**What to produce:** Please carry on the article about Gail Gee's suburban garden, picking up after its final sentence.

*** Document excerpt

By Adrian Higgins
Sunday, April 23, 2006
Given her large suburban yard, Gail Gee could have done what most of her neighbors do: Turn it over to the mow-and-blow brigade. Instead, she decided to cultivate a large, sophisticated garden
Good gardening is all about planning. Which is why, early one morning last September, just as the lawn mowers and leaf blowers were beginning their daily assault on the suburban greensward of Howard County, Gail Gee had an ear out for a different sound: the growl of a creeping tractor-trailer.
An hour after sunrise, the driver pulled into the dead-end street on the side of Gee's three-acre garden bearing the goodies: bag after bag, pallet after pallet of pine fines mulch, a pine bark chaff beloved by serious gardeners for its soil-like properties. By hand and machine, Gee and a friend used a Bobcat to unload and store the booty, each stack a measure of the work ahead.
Through the fall and winter and into spring, the 5-foot-2 Gee spread the many hundreds of bags like a blanket over her precious plants. As the 47-year-old toiled, images of spring -- when her garden would be at its peak -- danced in her head. The result of all this work is on display now: a garden that is glossy-mag gorgeous. The tulips are stunning, the bearded irises are just about to pop, and everywhere leaves are emerging in a hundred shades of green and maroon.
Each spring, in fact, Gee's garden is fuller, richer. She's worked her clay field for 14 years, the past six with increasing direction and skill. Beginning with the usual suburban model -- thousands of square feet of formless lawn -- she's created a garden of colorful borders, perennials and bulbs, rare shrubs and trees, decorative arbors and gazebos, patios, stone paths and bright, heavy trellises bowered with clematis. Once a neophyte with much enthusiasm but little success, she has shown what can be done when you pursue a passion for gardening to its limits.

******
*** Supplied records

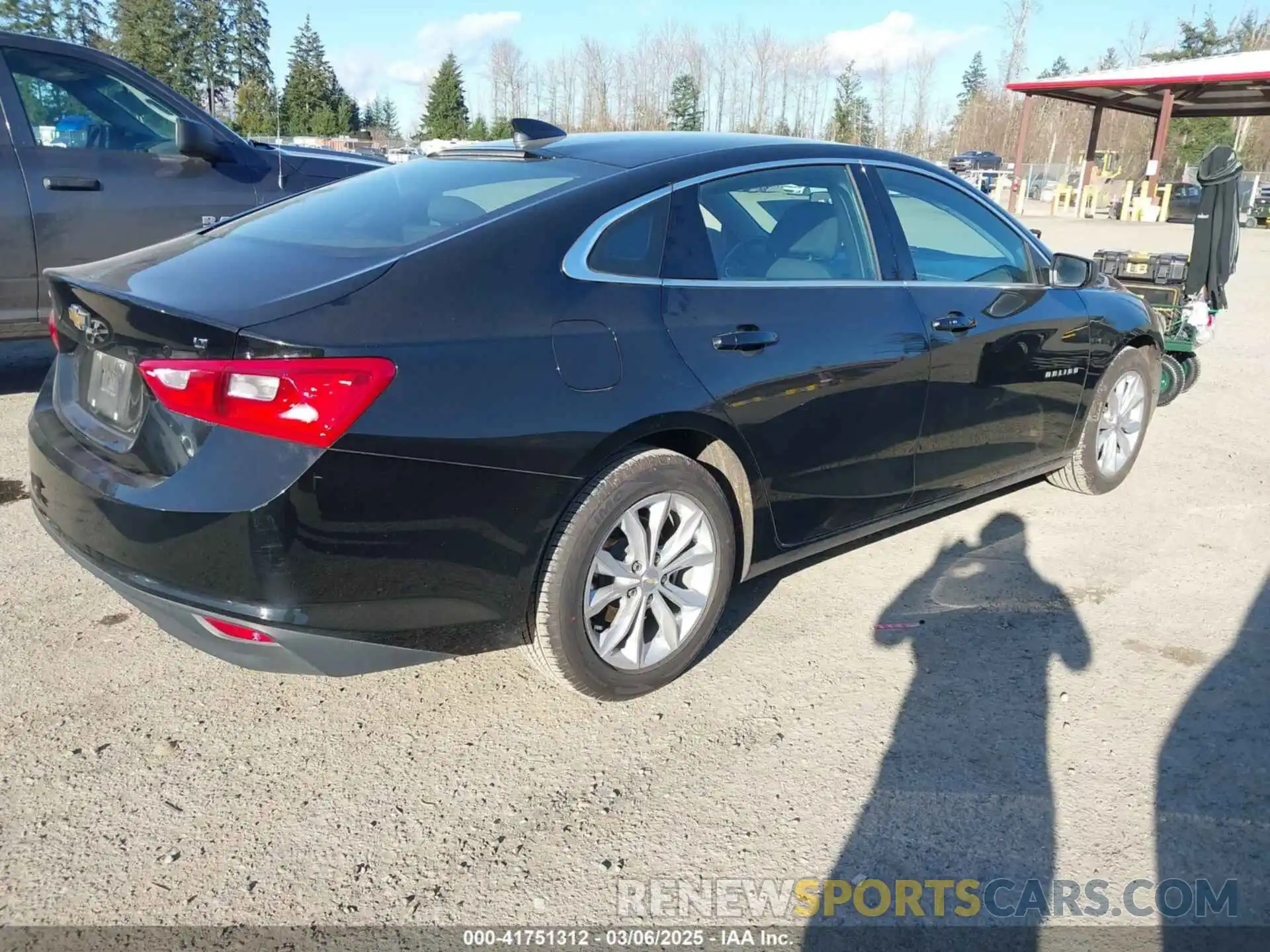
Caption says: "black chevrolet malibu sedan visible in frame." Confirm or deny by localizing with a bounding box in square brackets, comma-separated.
[29, 120, 1162, 698]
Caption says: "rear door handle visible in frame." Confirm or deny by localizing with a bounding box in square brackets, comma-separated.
[44, 175, 102, 192]
[931, 311, 976, 333]
[714, 326, 780, 352]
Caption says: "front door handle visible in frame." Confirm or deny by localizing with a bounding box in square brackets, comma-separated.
[931, 311, 976, 333]
[714, 324, 780, 353]
[44, 175, 102, 192]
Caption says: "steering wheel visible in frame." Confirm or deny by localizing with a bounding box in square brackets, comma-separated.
[719, 236, 769, 278]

******

**Exercise output:**
"I've never seen it before," says Carl Hahn, a retired director of Brookside Gardens in Wheaton, and Gee's adviser and friend. "When she isn't gardening, she's studying gardening."
How Gee came by these virtues is a tale in itself.
Gee and her husband, Vince Campanella, built their Fulton Estates home in 1992, in what was then an exurban outpost. Today, their brick colonial is the smallest on the street; set back 75 feet from the curb, it's spacious and comfortable, but not the trophy 7,000-square-foot chateau that has come to define the 21st-century dream house. To the right, the property adjoins a side street, to the left, a neighbor.
Most of the floral action takes place out back. Here, a deck surveys a deep and broad parcel of land that slopes away to a distant stand of trees buffering a horse farm. In the far left corner, the eye is drawn to a shaded woodlot, about one-third an acre of oaks, tulip poplars and hickories.
At the couple's previous home, in Takoma Park, Gee had dabbled in planting the basic impatiens and petunias. But she found her burgeoning interest in gardening stifled. She'd grown up in Ohio on an 18-acre property with ponies. Takoma Park might as well have been midtown Manhattan.
Campanella, 61, is not a gardener. He had a stock windfall in his company that allowed him to retire at 40 and turn his attention to his own passion, playing the horses. He has made a second career of handicapping thoroughbreds and buying into horse syndicates. He's a smart gambler, and he was wise enough to see that Gee was like a latent bud that needed the nourishment of space to bloom. One day, he let slip that he would like a nice yard. An innocent remark, seemingly, but he was lighting the fuse to a rocket.
Gee went scouting in the exurbs between Washington and Baltimore, and found their current home. Suddenly, life presented her with a three-acre tabula rasa and the funds to make something of it. She had the naive enthusiasm of a new gardener who believes anything is possible.
"I really thought in the beginning that I could learn everything I needed to know," she says. Ha.
What she discovered instead was that gardening is a complex endeavor that takes years to master. Gardeners are being asked, after all, to marry the science of horticulture with the art of design, topics that alone can consume years of formal study.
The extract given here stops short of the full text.